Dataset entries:
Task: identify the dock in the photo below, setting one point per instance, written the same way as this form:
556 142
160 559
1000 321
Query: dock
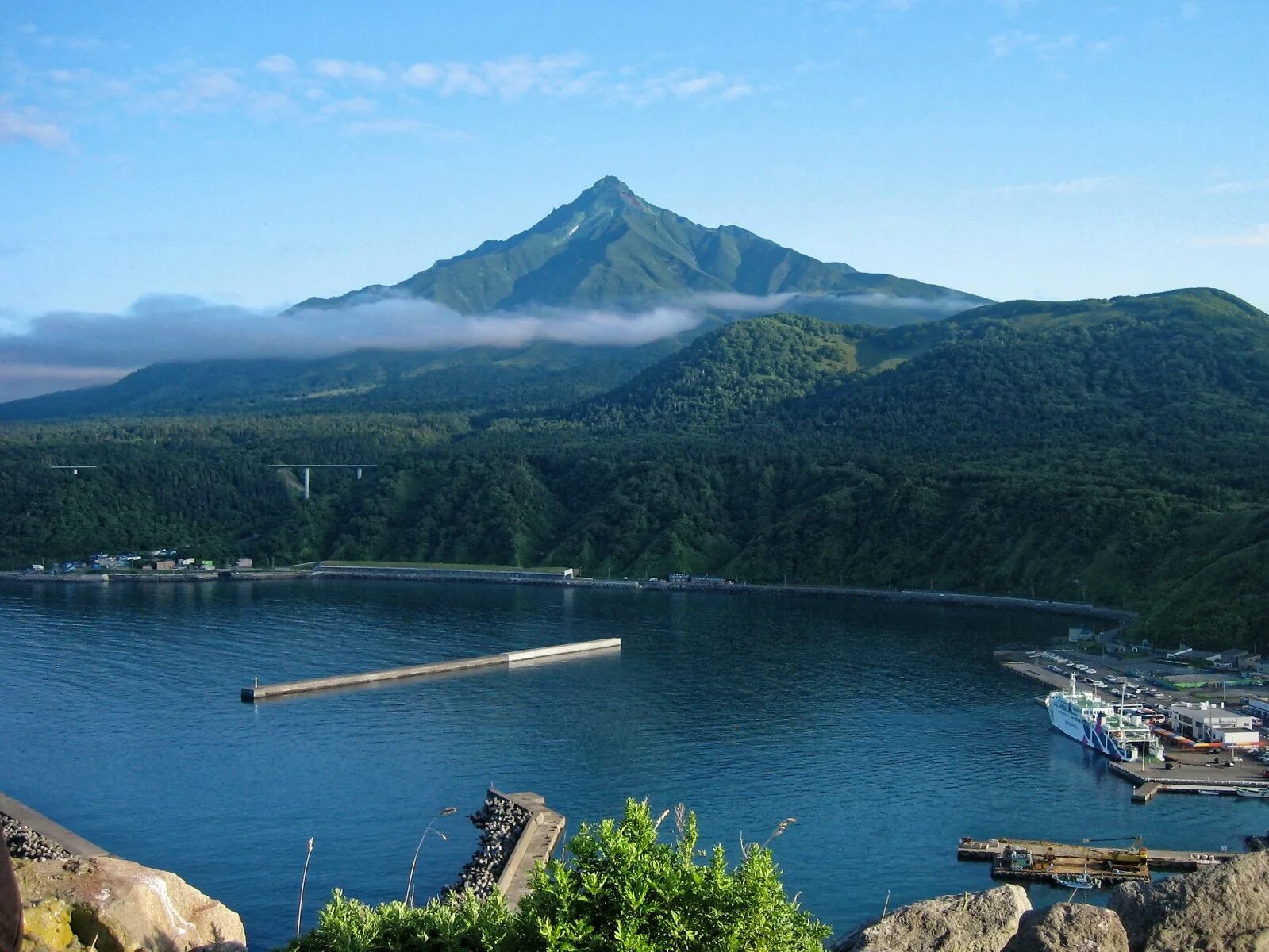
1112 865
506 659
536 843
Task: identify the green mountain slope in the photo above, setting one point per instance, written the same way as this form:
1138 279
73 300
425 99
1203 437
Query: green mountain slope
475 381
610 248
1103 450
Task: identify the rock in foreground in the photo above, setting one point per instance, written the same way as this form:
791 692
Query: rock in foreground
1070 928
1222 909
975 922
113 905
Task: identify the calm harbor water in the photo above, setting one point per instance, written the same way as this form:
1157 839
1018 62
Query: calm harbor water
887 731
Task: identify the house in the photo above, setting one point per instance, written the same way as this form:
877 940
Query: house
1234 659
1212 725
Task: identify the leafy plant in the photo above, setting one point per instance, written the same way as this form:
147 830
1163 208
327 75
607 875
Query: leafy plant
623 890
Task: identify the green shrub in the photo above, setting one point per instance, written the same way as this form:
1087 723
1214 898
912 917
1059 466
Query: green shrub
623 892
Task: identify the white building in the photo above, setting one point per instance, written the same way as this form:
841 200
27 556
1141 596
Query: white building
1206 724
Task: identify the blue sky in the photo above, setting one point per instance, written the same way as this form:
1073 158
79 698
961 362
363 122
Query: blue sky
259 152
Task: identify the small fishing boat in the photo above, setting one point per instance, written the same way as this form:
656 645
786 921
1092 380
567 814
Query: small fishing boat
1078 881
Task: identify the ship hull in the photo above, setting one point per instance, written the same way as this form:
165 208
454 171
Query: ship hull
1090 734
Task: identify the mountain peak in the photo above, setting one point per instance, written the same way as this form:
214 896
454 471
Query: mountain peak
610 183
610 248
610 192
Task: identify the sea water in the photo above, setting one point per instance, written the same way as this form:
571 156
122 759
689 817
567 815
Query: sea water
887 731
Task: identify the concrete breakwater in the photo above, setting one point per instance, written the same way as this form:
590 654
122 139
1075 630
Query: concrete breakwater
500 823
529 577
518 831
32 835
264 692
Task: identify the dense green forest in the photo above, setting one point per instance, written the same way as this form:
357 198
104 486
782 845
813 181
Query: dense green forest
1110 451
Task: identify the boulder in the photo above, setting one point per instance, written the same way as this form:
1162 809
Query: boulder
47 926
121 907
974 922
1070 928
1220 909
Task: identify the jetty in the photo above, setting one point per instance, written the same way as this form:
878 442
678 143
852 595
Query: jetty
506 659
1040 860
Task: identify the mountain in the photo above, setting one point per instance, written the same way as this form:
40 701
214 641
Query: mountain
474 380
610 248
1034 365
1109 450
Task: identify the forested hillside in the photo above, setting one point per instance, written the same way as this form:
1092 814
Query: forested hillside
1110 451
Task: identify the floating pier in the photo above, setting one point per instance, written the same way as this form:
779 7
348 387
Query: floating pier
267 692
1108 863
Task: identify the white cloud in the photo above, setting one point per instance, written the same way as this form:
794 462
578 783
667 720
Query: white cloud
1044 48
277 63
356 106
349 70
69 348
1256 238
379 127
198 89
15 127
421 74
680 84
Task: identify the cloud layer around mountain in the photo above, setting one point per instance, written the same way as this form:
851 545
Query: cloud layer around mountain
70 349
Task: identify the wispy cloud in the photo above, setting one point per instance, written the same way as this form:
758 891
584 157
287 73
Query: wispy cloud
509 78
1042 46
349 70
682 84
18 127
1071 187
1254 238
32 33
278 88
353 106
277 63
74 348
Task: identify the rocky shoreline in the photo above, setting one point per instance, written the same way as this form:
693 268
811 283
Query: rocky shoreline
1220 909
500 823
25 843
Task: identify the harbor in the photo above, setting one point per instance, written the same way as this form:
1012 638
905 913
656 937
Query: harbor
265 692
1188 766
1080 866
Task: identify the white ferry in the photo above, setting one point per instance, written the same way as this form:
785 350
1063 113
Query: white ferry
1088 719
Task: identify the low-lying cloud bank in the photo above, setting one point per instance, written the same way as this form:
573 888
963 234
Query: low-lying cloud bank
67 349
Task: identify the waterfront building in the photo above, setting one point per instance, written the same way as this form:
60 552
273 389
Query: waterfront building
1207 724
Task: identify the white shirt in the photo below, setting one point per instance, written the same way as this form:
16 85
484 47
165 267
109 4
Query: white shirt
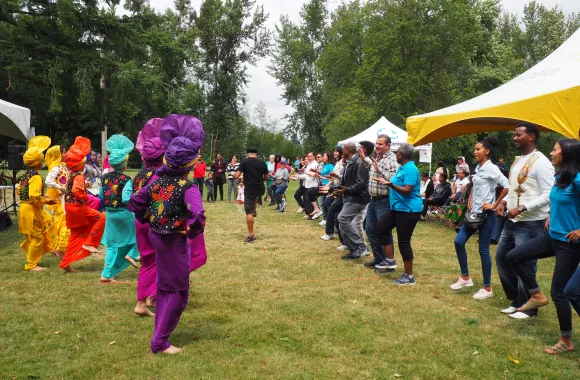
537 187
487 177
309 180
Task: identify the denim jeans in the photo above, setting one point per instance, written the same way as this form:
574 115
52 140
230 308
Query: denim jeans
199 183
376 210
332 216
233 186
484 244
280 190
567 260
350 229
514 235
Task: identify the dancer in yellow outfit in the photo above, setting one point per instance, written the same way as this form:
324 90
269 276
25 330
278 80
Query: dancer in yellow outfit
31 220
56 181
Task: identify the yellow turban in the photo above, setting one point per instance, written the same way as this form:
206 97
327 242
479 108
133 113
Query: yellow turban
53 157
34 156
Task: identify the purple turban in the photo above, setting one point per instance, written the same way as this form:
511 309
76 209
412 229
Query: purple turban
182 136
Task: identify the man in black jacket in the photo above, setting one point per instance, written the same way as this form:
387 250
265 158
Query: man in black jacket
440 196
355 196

WHAT IS EXPECTED:
Repeat the data word for word. Skip the pictures.

ANSWER SECTION:
Task: identify the dock in the photo below, setting one point per instance, written the same way as this form:
556 142
160 559
1000 321
Query: dock
1112 865
506 659
536 843
Task: identify the green mountain slope in the photo above, setting one point per instance, written the same way as this form:
1138 279
73 300
425 99
1203 437
Query: green mountain slope
475 381
610 248
1103 450
Task: identify the rock in foreground in the photo above, setting one point per instance, written the same way as this form:
791 692
Query: rock in foreground
1070 928
1222 909
975 922
113 905
Task: identify the calm harbor water in the photo above, setting one point per instance, written the same way as this form:
1157 839
1018 62
Query: calm harbor water
887 731
Task: identify the house in the photo above, setting one point per instance, written the same way as this form:
877 940
Query: house
1234 659
1212 725
Task: identify the leafy plant in the photo above, setting one point per instance, written the same way as this form:
147 830
1163 208
327 75
607 875
Query: leafy plant
623 890
Task: identify the green shrub in the photo above, setting one point per instance, written the same way as this form:
1087 723
1214 898
912 917
1059 466
Query: green shrub
623 892
Task: identify the white building in the photo above, setting one point per instance, written the same way as this form:
841 200
27 556
1141 596
Query: white building
1206 724
Task: identify the blue sky in the photo above, setting one point per instance, written the same way as this form:
1073 158
79 698
961 362
363 122
Query: blue sky
259 152
Task: identify the small fishing boat in the photo above, setting one point per instance, written the same way as this form:
656 645
786 921
1092 380
567 814
Query: small fishing boat
1078 881
Task: identify the ship hull in the photo above, setting one point per instance, written the same way as this form:
165 208
454 171
Query: ship hull
1090 734
Task: identify the mountain peak in the photo above, setting one point per instance, written the same way as this form:
214 896
454 471
Query: mountain peak
610 183
610 248
610 192
Task: identify the sea water in the photo above, setting one point per instance, written the same way as this form:
571 156
122 759
689 817
567 815
Query: sea water
887 731
Task: identify the concrete breakwater in the photo above, setting one point per instance, written the same way as this form:
590 654
122 139
1075 630
Query: concrete breakwater
500 823
529 577
518 831
32 835
264 692
Task: identify the dense green forest in the photo above, setting one point per instance, written the same way as this form:
357 198
104 486
782 845
813 181
Query: dense green forest
1110 451
Task: identify the boulder in the photo above, setting one point per instance, written the same way as this form:
1162 809
Query: boulder
47 926
121 907
974 922
1070 928
1220 909
Task: identify the jetty in the photo above, setting one point per instance, written the same way as this form:
878 442
678 143
852 595
Query: jetty
506 659
1040 860
Task: identify the mountain in the photo above, setting one point per instance, written the same way as this form:
40 701
214 641
Query: mountain
474 380
610 248
1034 365
1109 450
Task: identify the forested hillside in the photo above, setting one point per instance, written the same way as this form:
1092 814
Query: forested hillside
1110 451
Task: identify the floating pier in the photo above, setting one point per instance, written the same way as this form:
779 7
348 387
Query: floating pier
267 692
1108 863
Task: identify the white cloud in the photo above, setting one point per instance, written the same way as this form:
794 462
578 783
667 720
Query: white cloud
1044 48
277 63
356 106
349 70
69 348
1256 238
379 127
198 89
15 127
421 74
680 84
Task: identify the cloud layer around mountain in the photo above, setting one point per instance, written the same way as this form:
851 545
Query: cloud layer around mountain
70 349
Task: identify the wispy cloud in the photo above, setting one point per instance, written the same way as this form:
758 891
584 157
287 73
Query: wispy cloud
509 78
1042 46
349 70
682 84
18 127
1071 187
1254 238
32 33
278 88
353 106
277 63
74 348
Task: identify the rocky shoreline in the photo above, setting one point per instance, written the same way as this form:
693 268
811 283
Query: rocky shoreline
1220 909
500 823
25 843
Task: identify the harbor in the photo above, setting one point per instance, written the same way as this form:
1012 638
905 913
656 937
Query: harbor
265 692
1188 766
1080 866
Task: identify the white ferry in the photo above, setting one point per instance, written the same way as this form:
785 350
1063 113
Query: white ferry
1088 719
Task: identify the low-lying cloud bank in the photo above, setting one point per instance, written the same way as this form:
573 888
963 234
Query: low-lying cloud bank
67 349
Task: identify the waterfront building in the photo above, setting one point per instance, written the same way as this form:
60 552
273 389
Query: waterfront building
1207 724
Task: identify the white shirt in the photo below, setting one point per instance, written the same way as this form:
16 85
484 47
165 267
109 4
Query: white shirt
537 187
487 177
309 180
Task: identify the denim jeans in the photo above, setting one point per instance, written the same way as this form:
574 115
52 140
230 308
Query: denim jeans
199 183
376 210
332 216
233 186
484 244
280 190
567 260
350 229
514 235
Task: identify the dancer in yellow outfit in the photo above, setting one point per instance, written the same way as this form:
324 90
269 276
25 330
278 80
Query: dancer in yellow outfit
31 220
56 181
Task: identify the yellow turban in the photo above, setting one point per instance, written the same way as this form:
206 97
327 242
479 108
133 113
Query: yellow turban
53 157
34 156
Task: identify the purple turban in the photo above, setting one point per instance, written the same way as this form:
511 309
76 209
412 229
Query: purple turban
182 136
Task: identify the man in black jacket in the photo above, setting one point per instance, written the same way as this form:
387 250
265 158
Query: man in black jacket
440 196
355 196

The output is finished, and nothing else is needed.